Consigne: Réécrivez les lignes allant de celle qui contient « of the <item>reflection » à celle qui contient « 112], [1, 169]] », en remplaçant « reflection in water » par « reflection on the water » sans rien modifier d'autre. N'incluez pas les images dans votre réponse.

━━━━━━

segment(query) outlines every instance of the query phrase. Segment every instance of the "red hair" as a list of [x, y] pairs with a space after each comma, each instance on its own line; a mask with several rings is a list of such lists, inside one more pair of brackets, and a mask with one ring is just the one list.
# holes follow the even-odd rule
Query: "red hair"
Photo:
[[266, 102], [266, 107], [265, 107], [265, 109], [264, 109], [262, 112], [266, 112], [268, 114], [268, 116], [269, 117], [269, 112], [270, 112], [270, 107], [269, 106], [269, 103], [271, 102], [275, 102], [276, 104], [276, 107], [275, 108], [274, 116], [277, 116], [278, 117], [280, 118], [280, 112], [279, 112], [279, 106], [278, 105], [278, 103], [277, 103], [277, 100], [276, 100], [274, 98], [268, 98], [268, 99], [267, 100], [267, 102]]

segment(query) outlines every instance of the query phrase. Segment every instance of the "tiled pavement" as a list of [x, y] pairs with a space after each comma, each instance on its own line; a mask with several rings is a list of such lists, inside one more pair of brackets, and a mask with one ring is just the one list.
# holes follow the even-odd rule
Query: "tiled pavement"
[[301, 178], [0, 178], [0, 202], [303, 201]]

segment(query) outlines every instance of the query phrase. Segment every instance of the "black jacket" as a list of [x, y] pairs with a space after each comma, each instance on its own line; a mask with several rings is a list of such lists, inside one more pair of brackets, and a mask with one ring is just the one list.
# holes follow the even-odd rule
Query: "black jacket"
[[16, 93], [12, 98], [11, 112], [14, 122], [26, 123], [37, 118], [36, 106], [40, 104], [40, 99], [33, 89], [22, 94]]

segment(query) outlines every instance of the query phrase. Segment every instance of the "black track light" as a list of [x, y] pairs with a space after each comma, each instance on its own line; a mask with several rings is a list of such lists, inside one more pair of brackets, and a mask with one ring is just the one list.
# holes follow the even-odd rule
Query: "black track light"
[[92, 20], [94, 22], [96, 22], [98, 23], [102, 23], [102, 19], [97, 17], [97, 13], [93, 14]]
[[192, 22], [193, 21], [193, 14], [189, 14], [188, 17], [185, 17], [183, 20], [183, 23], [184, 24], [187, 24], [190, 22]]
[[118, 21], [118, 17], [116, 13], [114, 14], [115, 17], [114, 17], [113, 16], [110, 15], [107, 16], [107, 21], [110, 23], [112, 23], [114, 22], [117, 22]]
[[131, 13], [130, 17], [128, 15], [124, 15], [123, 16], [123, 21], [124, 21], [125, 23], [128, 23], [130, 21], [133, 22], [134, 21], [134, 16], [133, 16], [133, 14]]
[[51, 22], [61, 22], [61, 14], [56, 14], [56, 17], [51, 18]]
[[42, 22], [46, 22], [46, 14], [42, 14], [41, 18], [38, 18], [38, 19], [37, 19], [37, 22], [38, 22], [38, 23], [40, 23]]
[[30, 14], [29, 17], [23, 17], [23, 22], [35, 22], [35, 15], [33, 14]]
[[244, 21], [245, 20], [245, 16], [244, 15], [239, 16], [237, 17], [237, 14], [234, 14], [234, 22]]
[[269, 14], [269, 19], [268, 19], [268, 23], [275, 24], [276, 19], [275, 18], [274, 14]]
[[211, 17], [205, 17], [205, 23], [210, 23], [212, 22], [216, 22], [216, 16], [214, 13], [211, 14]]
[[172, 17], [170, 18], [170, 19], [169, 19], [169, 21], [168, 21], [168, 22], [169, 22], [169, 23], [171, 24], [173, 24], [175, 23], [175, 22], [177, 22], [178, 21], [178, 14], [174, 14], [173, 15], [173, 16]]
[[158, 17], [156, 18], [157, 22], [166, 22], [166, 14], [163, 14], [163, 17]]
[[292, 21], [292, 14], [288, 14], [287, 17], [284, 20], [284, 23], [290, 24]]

━━━━━━

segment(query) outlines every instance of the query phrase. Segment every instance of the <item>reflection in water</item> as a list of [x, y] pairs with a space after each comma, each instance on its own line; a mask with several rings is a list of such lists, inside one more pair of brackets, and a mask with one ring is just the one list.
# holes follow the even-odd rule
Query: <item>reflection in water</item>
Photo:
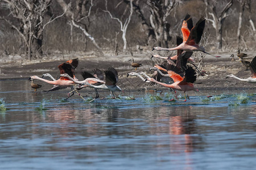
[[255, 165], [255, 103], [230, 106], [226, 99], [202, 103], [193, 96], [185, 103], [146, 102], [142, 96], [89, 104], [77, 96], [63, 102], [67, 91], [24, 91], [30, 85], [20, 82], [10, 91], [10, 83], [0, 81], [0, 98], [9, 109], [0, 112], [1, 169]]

━━━━━━

Résultat attendu:
segment(query) outlines every instance of the query phrase. Segment every instance of the <item>reflection on the water</item> as a list of [x, y] pairs with a space after each comma, each instance on its own line; a mask with several rings is a list of such lists, inside one more pair of brackets, and a mask with one ring is just the one list.
# holes follow the even-odd rule
Query: <item>reflection on the water</item>
Photo:
[[255, 165], [255, 103], [230, 106], [226, 99], [202, 103], [193, 96], [185, 103], [146, 102], [142, 96], [89, 104], [77, 96], [63, 102], [67, 91], [24, 91], [30, 85], [20, 82], [10, 91], [10, 83], [0, 81], [0, 98], [9, 109], [0, 112], [1, 169]]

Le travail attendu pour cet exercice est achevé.